> _STUDY TEXT_:
Segment Open

Summary
Methods to facilitate voting may include mobile voting.
Obligations
Criteria
Quotes
- [M]obile ballot boxes should only be allowed under strict conditions, avoiding all risks of fraud.
- [M]obile ballot boxes should only be allowed under strict conditions that avoid all risks of fraud.
- Many countries provide mobile boxes at the request of voters who may be elderly, ill, or otherwise unable to visit a polling station. Usually, the mobile boxes are taken on their rounds by at least two polling officials, ideally representing different political interests where applicable. Applying all polling-station controls to mobile ballot boxes is not possible. Voters using mobile ballot boxes may also not have all the privacy afforded by a polling booth.
- Mobile voting... may be available to a single individual, such as a person who is abroad on business, or for an entire community, such as persons who are displaced due to the outbreak of war... It may be available to a single voter homebound due to physical incapacity, or to an entire community, such as a hospital or institution.
- The election law often regulates mobile voting in order to allow the disabled, ill or elderly citizens to exercise their suffrage.
- The use of mobile ballot boxes is undesirable because of the attendant serious risk of fraud. Should they nonetheless be used, strict conditions should be imposed to prevent fraud, including the attendance of several members of the polling station election commission representing different political groupings.
- Public buildings such as schools should be given priority as polling stations. If necessary, mobile units should be used.

Segment Closed

> _SOURCE DATA_:
Segment Open

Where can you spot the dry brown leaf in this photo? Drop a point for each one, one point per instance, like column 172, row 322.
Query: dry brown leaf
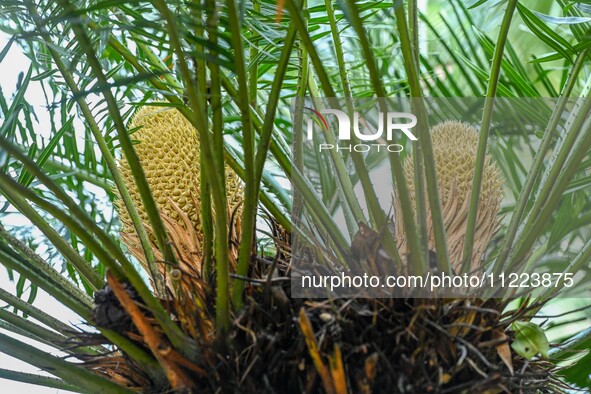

Segment Closed

> _TASK ITEM A_:
In the mobile voting text, who usually takes mobile boxes on their rounds?
> _TASK ITEM B_:
Reproduce the stretch of the mobile voting text from "- The use of" through "different political groupings.".
The listing is separate material with no connection to the mobile voting text.

> _RESPONSE A_:
At least two polling officials, ideally representing different political interests where applicable.

> _RESPONSE B_:
- The use of mobile ballot boxes is undesirable because of the attendant serious risk of fraud. Should they nonetheless be used, strict conditions should be imposed to prevent fraud, including the attendance of several members of the polling station election commission representing different political groupings.